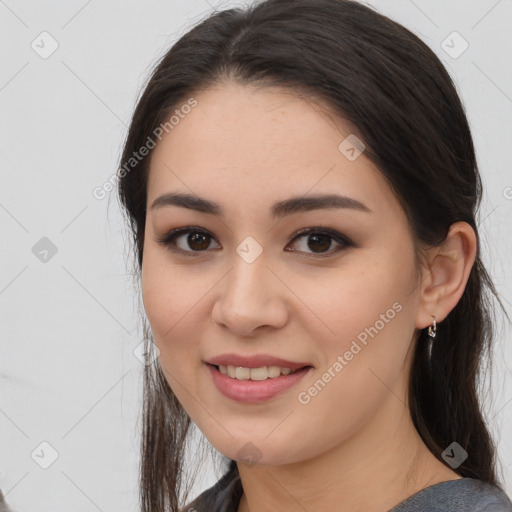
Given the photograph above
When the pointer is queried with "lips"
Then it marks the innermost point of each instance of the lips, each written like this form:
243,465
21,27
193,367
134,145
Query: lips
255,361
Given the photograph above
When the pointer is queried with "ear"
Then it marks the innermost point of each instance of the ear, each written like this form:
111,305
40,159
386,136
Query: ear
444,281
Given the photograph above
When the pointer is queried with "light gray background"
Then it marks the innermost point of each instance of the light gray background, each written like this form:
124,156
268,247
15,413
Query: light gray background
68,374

####

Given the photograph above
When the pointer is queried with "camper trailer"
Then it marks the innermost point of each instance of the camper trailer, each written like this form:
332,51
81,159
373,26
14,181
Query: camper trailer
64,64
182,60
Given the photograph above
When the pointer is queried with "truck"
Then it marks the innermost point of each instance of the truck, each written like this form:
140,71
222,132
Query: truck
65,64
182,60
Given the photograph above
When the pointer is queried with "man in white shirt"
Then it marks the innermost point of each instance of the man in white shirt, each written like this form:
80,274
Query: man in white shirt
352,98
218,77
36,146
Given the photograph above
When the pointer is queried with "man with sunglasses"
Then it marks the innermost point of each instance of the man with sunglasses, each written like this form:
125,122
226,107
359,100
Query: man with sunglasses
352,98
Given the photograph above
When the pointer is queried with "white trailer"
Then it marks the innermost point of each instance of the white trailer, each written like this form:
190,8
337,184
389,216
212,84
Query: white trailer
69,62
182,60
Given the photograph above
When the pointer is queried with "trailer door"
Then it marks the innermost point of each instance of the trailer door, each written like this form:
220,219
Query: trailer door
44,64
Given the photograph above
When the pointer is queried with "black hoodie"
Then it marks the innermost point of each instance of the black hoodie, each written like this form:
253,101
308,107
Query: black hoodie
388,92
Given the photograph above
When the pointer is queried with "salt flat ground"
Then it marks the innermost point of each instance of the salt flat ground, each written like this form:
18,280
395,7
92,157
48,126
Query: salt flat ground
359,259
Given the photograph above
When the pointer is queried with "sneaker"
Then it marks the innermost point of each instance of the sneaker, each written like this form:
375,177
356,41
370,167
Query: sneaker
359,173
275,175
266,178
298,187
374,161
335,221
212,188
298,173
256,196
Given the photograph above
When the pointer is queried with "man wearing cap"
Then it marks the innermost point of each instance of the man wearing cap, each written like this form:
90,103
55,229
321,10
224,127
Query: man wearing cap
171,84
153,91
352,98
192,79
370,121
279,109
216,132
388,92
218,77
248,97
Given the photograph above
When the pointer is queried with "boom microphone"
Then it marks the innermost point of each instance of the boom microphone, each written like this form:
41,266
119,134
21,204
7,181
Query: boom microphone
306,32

####

**REQUIRED WORK**
Gather every line above that contains the word "black", matching case exactly.

**FINAL RESULT**
When the pointer is queried with "black hoodie"
Then it marks the innermost point of each instance of the black hoodie, each written like this form:
Query: black hoodie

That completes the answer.